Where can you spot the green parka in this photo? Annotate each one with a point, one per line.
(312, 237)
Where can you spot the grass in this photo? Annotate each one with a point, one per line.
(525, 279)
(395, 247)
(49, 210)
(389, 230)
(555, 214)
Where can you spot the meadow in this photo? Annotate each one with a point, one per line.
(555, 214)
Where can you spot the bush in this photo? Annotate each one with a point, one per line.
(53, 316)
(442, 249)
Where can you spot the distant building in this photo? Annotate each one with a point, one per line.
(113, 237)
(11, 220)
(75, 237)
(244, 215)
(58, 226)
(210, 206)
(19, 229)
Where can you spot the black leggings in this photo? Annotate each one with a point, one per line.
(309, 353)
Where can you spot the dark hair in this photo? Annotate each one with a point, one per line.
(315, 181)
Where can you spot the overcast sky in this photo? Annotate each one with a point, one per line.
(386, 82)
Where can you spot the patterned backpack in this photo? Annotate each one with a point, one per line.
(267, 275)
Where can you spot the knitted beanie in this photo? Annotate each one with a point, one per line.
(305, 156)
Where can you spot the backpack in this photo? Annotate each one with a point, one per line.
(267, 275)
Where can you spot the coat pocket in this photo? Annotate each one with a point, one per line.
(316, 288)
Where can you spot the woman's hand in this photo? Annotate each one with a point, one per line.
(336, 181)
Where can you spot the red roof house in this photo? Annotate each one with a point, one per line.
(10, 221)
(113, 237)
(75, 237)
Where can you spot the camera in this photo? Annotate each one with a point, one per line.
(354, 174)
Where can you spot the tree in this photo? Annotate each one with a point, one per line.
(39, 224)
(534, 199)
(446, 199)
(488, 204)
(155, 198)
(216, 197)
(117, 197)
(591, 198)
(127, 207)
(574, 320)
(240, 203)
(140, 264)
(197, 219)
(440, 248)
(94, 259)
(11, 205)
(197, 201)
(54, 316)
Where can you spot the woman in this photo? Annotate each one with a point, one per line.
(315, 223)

========================================

THE REQUEST
Reproduce the lines above verbatim, from first to last.

EXPECTED ANSWER
Where can you spot the green parka in this photo? Annotate each one with a point, one per line.
(312, 237)
Where can you spot the grass in this photo? Annotate each one with a point, one per line.
(525, 279)
(395, 247)
(49, 210)
(389, 230)
(555, 214)
Where can you spot the meadow in this photo? Annotate each one with a point, one per line.
(555, 214)
Where can you spot the bush in this photo? Annotate each one with a point, one per line.
(53, 316)
(442, 249)
Where can you spot the distant building in this photo? Annotate each one with a point, one per line.
(113, 237)
(11, 220)
(75, 237)
(244, 215)
(58, 226)
(210, 206)
(19, 229)
Where can you spot the black leggings in this photo? Annotate each one with a point, one per line.
(309, 353)
Where can you spot the dark hair in this photo? Annotate each one with a point, one per line.
(315, 181)
Where can you spot the overcast sky in this photo? Annotate each one with a point, one per line.
(386, 82)
Where can you spot the patterned backpack in this photo? Annotate each one with a point, one per line.
(267, 275)
Where can you spot the knitted beanie in this photo? Annotate each one with a point, one per line.
(305, 156)
Where can you spot the backpack in this photo? Annotate each one with a point, one per line.
(267, 275)
Where can you spot the coat pocket in this photo? Annotate each one with a point, one per line.
(316, 288)
Where can you spot the woman's hand in this photo? Annotate each one with a point, one per line.
(336, 181)
Where can you spot the red roof house in this photo? Annotate each one with a point, one per line.
(10, 221)
(113, 237)
(75, 237)
Where can you spot the camera in this photo? Annotate each one with a point, one per line.
(354, 174)
Where can you spot the tree in this photo? Annotate each one with a point, one per line.
(39, 224)
(534, 199)
(446, 199)
(488, 204)
(155, 198)
(216, 197)
(117, 197)
(591, 198)
(127, 207)
(574, 320)
(240, 203)
(140, 264)
(197, 219)
(440, 248)
(94, 259)
(11, 205)
(197, 201)
(54, 316)
Where can you spot the woman in this photo? Annotate each one with a point, one per line.
(315, 223)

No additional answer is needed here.